Rewrite the lines below, changing each "trace" to "segment" and leaving everything else as it is.
....................
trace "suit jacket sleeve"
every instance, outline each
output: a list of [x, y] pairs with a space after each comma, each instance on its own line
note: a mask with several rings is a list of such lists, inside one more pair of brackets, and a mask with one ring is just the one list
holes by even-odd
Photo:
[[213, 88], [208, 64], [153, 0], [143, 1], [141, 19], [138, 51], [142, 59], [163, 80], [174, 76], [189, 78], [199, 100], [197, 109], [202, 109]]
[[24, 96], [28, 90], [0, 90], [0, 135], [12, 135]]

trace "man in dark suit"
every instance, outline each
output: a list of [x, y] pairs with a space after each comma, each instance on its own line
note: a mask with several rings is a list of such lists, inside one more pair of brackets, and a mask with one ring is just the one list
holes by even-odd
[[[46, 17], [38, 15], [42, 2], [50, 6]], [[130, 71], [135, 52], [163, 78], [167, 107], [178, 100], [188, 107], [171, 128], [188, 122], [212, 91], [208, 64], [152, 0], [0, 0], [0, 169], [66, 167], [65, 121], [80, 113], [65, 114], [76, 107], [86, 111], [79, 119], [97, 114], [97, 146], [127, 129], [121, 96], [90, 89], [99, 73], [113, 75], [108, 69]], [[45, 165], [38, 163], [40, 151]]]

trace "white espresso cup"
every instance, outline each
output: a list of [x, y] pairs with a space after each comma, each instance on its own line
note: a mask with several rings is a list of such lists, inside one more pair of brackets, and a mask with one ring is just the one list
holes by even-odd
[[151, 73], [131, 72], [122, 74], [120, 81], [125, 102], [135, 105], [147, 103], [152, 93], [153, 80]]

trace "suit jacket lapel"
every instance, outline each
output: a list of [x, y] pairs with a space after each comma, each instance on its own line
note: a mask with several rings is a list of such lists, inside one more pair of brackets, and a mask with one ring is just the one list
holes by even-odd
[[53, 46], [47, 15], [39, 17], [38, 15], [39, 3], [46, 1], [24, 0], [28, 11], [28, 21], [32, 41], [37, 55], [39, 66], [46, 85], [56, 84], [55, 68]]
....................
### Answer in full
segment "suit jacket sleeve"
every instance, outline each
output: a list of [x, y] pairs with a space after each comma, each instance on its own line
note: a mask with several rings is a list of such lists, inside one more pair of brackets, and a mask with one ring is just the one list
holes by even-odd
Photo:
[[213, 88], [208, 64], [153, 0], [143, 1], [141, 19], [138, 51], [142, 59], [163, 80], [174, 76], [189, 78], [199, 100], [197, 109], [202, 109]]
[[24, 96], [28, 90], [0, 90], [0, 135], [12, 135]]

segment "man in dark suit"
every instance, outline each
output: a list of [x, y] pairs with a space after each comma, each instance on its own line
note: a mask with several rings is a list of such lists, inside one more pair of brackets, and a mask with one ring is just the one list
holes by even-odd
[[[46, 17], [38, 15], [42, 2], [50, 6]], [[130, 71], [135, 52], [163, 78], [167, 107], [178, 100], [188, 107], [171, 128], [188, 122], [212, 91], [208, 64], [152, 0], [0, 0], [0, 169], [66, 167], [65, 121], [80, 113], [65, 114], [76, 107], [86, 111], [79, 119], [97, 114], [97, 146], [127, 129], [121, 96], [90, 89], [99, 73], [113, 75], [108, 69]], [[45, 165], [38, 163], [40, 151]]]

segment "white espresso cup"
every instance, outline each
output: a list of [x, y] pairs with a space after each comma, each instance on its own line
note: a mask with several rings is a list of such lists, inside one more pair of brackets, and a mask with one ring is just the one list
holes by even-odd
[[151, 73], [131, 72], [122, 74], [120, 81], [125, 102], [135, 105], [147, 103], [152, 93], [153, 80]]

segment "suit jacket lapel"
every instance, outline each
output: a list of [x, y] pairs with a space after each comma, each instance on its own line
note: a mask with several rings is a list of such lists, inside one more pair of brackets, and a mask with one ring is just the one list
holes by even-odd
[[53, 46], [47, 15], [39, 17], [38, 15], [39, 3], [46, 1], [24, 0], [28, 11], [28, 21], [32, 41], [37, 55], [39, 66], [46, 85], [56, 84], [55, 68]]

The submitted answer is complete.